ARTICLE.
···

Wolfgang Baur: Deep Magic hugely expands the range of spells and options for every Pathfinder RPG spellcasting class, from the inquisitor (with 17 new spells and counting) to the classic sorcerer and wizard (literally hundreds of new spells.) It also offers great advice and new ways to run certain types of magic from the best Pathfinder freelancers on related topics like golems, familiars, incantations, and archetypes. And it presents entirely new schools and subschools of magic, like Ed Greenwood’s shieldmaiden magic.

Amanda Hamon: I'll also add that this book throws a ton of brand-new magic options into the game. For those who are looking for magic with a twist, there are incantations, glyphs, runes, and ink magic ciphers—without introducing a whole bunch of complicated new rules. The systems are surprisingly easy to learn and make your game feel refreshingly new.

What makes for a good spell?

Amanda: First of all, spells have to be useful. A spell might have the coolest visual effect ever, but that doesn’t matter if it requires a situation so specific that it's almost never used. Once your spell has a good raison d'etre, make sure that its mechanics are balanced with other, similar spells that already exist. Once those elements are nailed down, it's important for a spell to have a certain x-factor. Maybe it's a breathtaking visual effect, or an effect that's invaluable in combat, or something else that makes the party members say, "Wow, I'm glad you used that spell — I thought we were goners!"

···

TO-DO LIST.
[a] Decide whether each statement agrees with the Deep Magic interview, answering yes or no and quoting the words of the interview that settle it: (i) The inquisitor receives 17 new spells in the book. (ii) The new magic options bring along a whole bunch of complicated new rules. (iii) A spell that needs a very specific situation can still be useful if its visual effect is impressive enough.
[b] Carry on the Deep Magic interview, starting right after its last sentence.
The listing that comes next is separate material and has no connection to the Deep Magic interview.

GIVEN INFORMATION.
···

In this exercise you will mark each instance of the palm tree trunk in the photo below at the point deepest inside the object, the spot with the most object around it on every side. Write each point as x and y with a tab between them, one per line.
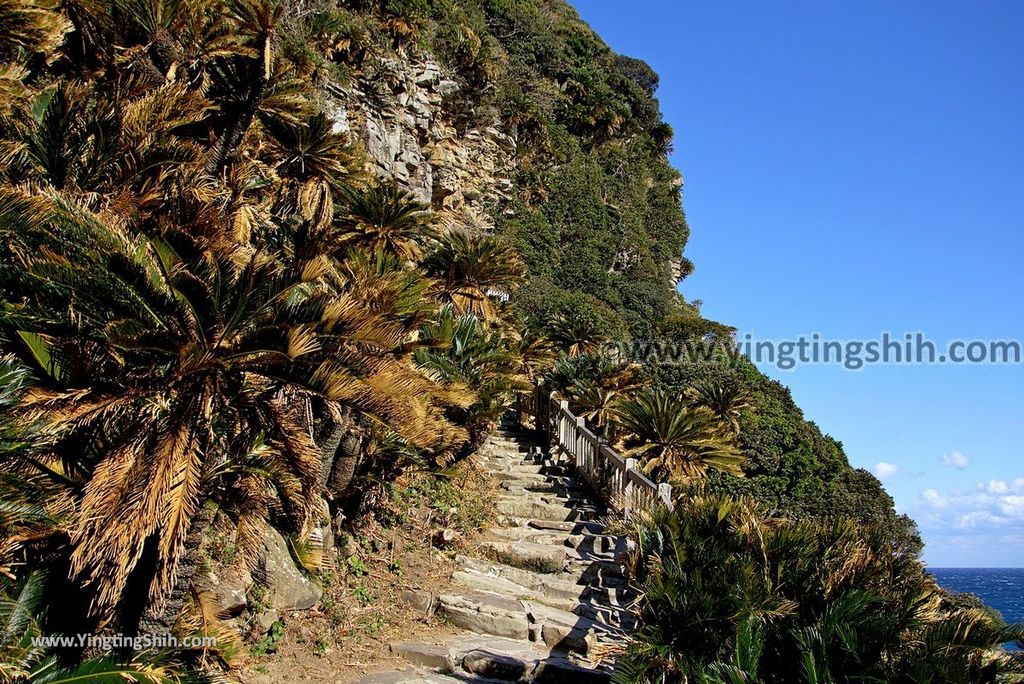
161	618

···

TASK RESULTS.
[a]
(i) Yes: "from the inquisitor (with 17 new spells and counting)"
(ii) No: "without introducing a whole bunch of complicated new rules"
(iii) No: "A spell might have the coolest visual effect ever, but that doesn’t matter if it requires a situation so specific that it's almost never used."

[b]
Wolfgang: A good spell gets the player excited to use it, to be the hero of the moment. It could involve talking to stones about local threats, or it could involve animating a landslide or sinking an island. Mostly, though, good spells combine utility with a sense of wonder and empowerment. Flying is both very useful and an extremely cool trick. Calling down lightning? Oh, yeah!

You need to provide the player with a sense of world-changing possibilities. If a spell doesn’t make me feel like Tesla about to trigger a massive electrical coil, it’s just not quite there yet.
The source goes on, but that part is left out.